◆ Письменный запрос ◆
Пожалуйста, найдите в пунктах ниже все строки со словом «shelf» и перепишите каждую из них.

Записи данных:
───

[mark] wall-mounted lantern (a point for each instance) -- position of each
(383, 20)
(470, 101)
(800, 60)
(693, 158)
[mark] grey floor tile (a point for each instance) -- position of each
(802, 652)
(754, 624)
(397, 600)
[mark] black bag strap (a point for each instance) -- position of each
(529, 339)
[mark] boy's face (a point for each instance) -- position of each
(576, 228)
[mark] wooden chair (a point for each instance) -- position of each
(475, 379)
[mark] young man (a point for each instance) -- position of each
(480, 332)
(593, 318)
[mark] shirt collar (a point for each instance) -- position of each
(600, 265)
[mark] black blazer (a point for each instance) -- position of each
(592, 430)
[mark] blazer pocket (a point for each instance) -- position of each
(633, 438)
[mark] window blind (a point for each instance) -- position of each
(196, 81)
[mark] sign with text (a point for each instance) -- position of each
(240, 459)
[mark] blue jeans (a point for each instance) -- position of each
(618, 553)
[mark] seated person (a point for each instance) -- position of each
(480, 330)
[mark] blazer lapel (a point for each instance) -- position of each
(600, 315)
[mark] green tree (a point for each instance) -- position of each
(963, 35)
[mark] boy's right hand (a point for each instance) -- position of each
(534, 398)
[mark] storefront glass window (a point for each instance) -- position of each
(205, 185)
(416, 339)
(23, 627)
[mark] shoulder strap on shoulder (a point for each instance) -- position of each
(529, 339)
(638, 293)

───

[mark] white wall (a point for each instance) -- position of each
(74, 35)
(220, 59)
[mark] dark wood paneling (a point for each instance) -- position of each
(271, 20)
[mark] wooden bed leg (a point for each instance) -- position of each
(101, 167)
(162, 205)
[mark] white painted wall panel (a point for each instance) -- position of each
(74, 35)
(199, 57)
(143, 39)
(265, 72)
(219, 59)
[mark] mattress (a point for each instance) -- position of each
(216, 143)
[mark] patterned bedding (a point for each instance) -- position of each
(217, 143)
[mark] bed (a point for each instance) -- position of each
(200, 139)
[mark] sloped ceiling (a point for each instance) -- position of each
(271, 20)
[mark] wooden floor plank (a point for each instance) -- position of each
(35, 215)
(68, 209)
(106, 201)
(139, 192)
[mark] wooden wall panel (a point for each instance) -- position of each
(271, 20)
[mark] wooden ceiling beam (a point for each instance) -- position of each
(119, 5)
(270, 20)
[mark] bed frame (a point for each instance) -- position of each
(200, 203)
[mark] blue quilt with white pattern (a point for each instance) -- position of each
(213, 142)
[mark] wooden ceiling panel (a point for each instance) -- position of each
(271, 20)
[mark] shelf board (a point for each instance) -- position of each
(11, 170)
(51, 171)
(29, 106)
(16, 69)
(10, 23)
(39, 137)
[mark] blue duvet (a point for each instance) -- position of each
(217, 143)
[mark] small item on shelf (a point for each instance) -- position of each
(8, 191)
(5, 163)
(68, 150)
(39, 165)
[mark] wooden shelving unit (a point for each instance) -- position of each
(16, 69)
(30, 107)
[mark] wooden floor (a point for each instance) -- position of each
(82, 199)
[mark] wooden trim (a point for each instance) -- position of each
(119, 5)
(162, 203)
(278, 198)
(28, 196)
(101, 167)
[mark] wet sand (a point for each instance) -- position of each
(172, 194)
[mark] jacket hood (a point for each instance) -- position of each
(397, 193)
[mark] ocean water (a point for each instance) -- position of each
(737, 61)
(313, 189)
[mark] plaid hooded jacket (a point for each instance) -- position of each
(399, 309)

───

◆ Результат ◆
[mark] shelf board (a point for each instance) -- position of each
[mark] small item on shelf (a point for each instance) -- position of each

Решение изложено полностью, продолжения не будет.